Start of Source material

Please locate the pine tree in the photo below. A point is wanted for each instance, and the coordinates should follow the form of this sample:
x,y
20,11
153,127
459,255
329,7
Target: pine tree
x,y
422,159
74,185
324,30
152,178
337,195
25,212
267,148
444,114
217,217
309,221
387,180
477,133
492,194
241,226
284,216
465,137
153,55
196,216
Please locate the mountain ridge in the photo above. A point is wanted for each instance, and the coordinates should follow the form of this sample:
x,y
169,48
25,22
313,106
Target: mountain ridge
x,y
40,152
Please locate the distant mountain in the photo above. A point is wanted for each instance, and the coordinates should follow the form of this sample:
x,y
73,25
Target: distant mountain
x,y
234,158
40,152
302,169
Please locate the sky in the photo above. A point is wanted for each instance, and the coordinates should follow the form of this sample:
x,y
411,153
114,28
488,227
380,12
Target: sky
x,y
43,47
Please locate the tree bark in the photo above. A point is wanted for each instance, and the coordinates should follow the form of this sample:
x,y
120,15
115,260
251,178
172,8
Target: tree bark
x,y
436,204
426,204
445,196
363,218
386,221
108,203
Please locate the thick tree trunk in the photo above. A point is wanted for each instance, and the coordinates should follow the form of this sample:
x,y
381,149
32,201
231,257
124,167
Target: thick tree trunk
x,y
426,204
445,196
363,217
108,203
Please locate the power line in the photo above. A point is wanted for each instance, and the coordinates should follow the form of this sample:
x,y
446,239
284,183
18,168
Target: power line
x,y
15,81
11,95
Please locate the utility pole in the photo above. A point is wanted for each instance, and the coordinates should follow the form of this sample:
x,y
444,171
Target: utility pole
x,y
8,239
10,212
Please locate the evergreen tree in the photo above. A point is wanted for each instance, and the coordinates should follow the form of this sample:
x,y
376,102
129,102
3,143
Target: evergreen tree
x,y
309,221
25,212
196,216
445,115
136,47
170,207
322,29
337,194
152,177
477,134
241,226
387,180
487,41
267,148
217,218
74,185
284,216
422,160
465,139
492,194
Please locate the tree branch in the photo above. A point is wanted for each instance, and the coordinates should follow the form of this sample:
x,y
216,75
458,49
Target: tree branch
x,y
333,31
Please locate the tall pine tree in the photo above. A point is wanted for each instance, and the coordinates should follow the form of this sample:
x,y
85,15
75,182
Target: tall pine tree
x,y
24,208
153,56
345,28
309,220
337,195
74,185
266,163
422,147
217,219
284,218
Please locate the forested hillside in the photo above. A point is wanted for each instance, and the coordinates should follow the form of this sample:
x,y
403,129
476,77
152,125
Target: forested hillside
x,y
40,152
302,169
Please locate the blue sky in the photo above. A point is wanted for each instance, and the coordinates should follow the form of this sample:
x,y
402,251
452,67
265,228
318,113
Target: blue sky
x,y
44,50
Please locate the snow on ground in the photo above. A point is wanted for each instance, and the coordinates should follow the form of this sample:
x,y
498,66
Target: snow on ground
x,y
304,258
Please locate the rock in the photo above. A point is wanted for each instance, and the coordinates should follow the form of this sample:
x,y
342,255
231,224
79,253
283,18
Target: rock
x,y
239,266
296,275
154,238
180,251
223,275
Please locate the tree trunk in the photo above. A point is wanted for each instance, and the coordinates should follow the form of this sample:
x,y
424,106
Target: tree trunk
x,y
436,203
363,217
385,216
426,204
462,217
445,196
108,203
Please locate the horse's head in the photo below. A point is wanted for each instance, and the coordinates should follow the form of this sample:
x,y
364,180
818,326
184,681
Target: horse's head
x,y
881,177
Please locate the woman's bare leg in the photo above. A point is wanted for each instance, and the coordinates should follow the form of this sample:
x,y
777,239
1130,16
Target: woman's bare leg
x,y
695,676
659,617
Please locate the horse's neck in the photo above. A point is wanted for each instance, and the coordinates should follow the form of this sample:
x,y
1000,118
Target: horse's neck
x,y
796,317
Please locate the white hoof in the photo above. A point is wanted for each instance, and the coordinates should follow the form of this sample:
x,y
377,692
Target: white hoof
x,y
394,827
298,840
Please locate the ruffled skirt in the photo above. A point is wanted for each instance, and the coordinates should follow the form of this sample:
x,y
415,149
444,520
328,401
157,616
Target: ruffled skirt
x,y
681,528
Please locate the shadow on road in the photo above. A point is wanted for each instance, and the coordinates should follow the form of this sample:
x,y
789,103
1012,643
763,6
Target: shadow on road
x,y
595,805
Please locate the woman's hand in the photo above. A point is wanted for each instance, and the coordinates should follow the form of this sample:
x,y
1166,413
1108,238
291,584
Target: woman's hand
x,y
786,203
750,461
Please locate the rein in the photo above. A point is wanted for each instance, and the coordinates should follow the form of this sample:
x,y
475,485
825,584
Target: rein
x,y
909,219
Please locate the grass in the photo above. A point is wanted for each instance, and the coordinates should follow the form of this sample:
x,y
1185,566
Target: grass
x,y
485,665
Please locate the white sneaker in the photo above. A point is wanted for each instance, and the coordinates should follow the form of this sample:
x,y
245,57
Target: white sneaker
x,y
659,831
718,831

End of Source material

● Task objective:
Reproduce every line in the records above that contains the word "below".

● Exercise output:
Please locate the pine tree in the photo below. A point is wanted for each instance, and the coordinates should follow the form of this sample:
Please locate the horse's head in the photo below. A point is wanted for each instance, and the coordinates should follow the form of this sample:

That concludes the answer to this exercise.